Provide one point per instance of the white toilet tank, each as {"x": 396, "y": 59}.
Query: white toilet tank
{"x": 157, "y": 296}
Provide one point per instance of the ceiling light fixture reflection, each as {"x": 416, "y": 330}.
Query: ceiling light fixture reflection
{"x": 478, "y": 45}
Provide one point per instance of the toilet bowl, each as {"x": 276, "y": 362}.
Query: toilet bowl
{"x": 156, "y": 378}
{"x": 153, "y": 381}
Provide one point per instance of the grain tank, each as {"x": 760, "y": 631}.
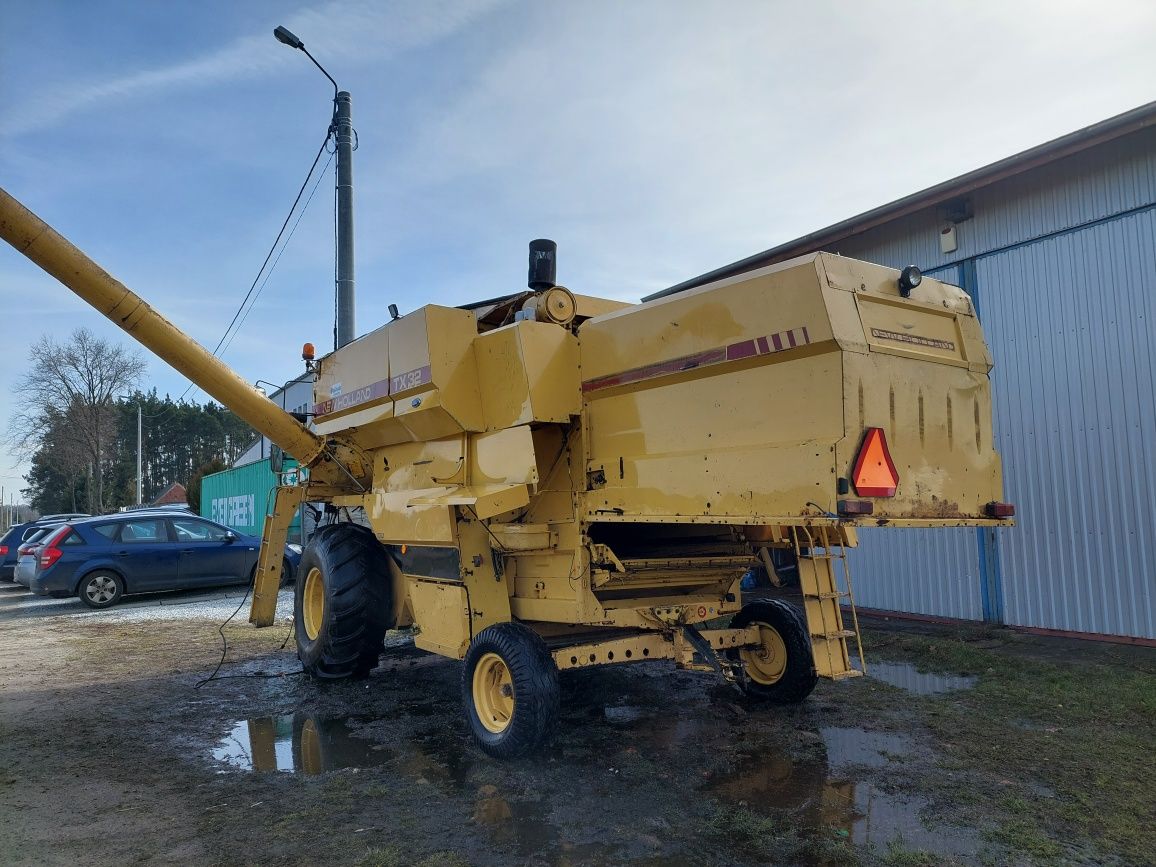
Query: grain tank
{"x": 549, "y": 481}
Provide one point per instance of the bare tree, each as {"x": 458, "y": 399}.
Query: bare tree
{"x": 67, "y": 399}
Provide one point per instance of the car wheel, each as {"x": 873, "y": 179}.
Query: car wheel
{"x": 101, "y": 590}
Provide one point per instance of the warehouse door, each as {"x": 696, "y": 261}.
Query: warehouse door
{"x": 1071, "y": 320}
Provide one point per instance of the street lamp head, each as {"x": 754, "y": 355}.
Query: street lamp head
{"x": 288, "y": 38}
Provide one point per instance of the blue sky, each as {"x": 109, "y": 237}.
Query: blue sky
{"x": 652, "y": 140}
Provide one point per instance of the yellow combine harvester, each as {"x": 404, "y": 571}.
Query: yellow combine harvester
{"x": 551, "y": 481}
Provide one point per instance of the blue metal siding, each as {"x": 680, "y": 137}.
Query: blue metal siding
{"x": 921, "y": 571}
{"x": 1071, "y": 319}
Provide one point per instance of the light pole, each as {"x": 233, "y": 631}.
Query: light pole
{"x": 343, "y": 131}
{"x": 140, "y": 450}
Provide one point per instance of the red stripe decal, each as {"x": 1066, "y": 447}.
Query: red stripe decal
{"x": 676, "y": 365}
{"x": 734, "y": 352}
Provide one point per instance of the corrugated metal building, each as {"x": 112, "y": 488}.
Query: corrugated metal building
{"x": 1058, "y": 249}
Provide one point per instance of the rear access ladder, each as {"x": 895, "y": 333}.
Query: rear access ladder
{"x": 817, "y": 549}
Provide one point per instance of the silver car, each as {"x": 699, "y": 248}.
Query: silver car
{"x": 29, "y": 553}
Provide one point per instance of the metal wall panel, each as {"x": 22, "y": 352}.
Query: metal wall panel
{"x": 921, "y": 571}
{"x": 1095, "y": 184}
{"x": 1072, "y": 323}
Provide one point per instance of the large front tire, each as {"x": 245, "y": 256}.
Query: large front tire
{"x": 510, "y": 689}
{"x": 341, "y": 602}
{"x": 780, "y": 668}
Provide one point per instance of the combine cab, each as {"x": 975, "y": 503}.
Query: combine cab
{"x": 549, "y": 481}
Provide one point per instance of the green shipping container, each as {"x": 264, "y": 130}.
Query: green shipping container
{"x": 241, "y": 497}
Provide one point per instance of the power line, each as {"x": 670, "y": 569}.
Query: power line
{"x": 268, "y": 256}
{"x": 274, "y": 265}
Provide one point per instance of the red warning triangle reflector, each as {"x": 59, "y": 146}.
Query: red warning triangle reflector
{"x": 874, "y": 474}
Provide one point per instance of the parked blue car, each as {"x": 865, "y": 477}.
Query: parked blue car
{"x": 20, "y": 533}
{"x": 103, "y": 558}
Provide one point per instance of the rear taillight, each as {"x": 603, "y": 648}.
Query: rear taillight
{"x": 50, "y": 554}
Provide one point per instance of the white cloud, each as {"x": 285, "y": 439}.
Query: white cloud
{"x": 365, "y": 29}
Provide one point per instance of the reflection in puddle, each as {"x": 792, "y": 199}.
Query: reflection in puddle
{"x": 905, "y": 676}
{"x": 820, "y": 797}
{"x": 622, "y": 713}
{"x": 521, "y": 824}
{"x": 296, "y": 743}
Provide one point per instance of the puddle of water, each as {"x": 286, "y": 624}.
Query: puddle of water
{"x": 860, "y": 747}
{"x": 296, "y": 743}
{"x": 925, "y": 683}
{"x": 821, "y": 798}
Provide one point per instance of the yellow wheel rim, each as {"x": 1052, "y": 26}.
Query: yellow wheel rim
{"x": 312, "y": 604}
{"x": 768, "y": 660}
{"x": 494, "y": 693}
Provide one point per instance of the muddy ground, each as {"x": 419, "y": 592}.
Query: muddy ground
{"x": 965, "y": 747}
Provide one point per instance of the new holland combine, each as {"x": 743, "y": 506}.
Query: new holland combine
{"x": 550, "y": 481}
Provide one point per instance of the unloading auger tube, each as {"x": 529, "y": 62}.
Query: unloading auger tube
{"x": 45, "y": 246}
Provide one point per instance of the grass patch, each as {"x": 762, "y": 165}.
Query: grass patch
{"x": 1059, "y": 738}
{"x": 777, "y": 839}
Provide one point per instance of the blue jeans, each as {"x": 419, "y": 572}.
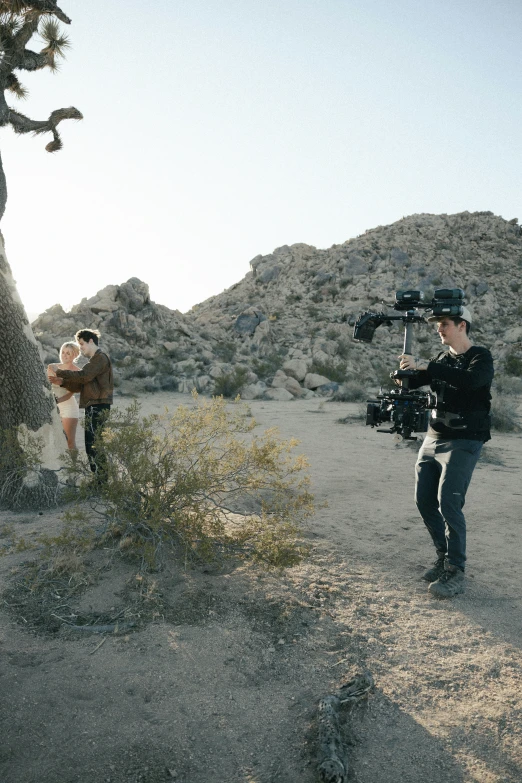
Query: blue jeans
{"x": 443, "y": 472}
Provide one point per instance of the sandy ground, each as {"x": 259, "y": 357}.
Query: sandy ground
{"x": 223, "y": 686}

* [WORK INSTRUCTIONS]:
Your task is to retype the entries verbatim, starting with the line that holds "Query: white cloud" and stopping after the line that holds "Provide one point per instance of the yellow wheel".

* [REPLY TO THE EXERCISE]:
Query: white cloud
{"x": 365, "y": 29}
Provide one point per instance of the reflection in puddle, each as {"x": 792, "y": 199}.
Query: reflection in puddle
{"x": 905, "y": 676}
{"x": 820, "y": 797}
{"x": 622, "y": 713}
{"x": 521, "y": 824}
{"x": 296, "y": 743}
Provide one point per instance of the puddle of water, each as {"x": 286, "y": 624}.
Query: puddle of water
{"x": 860, "y": 747}
{"x": 296, "y": 743}
{"x": 925, "y": 683}
{"x": 821, "y": 798}
Provide one point per instance of the yellow wheel rim, each as {"x": 1052, "y": 26}.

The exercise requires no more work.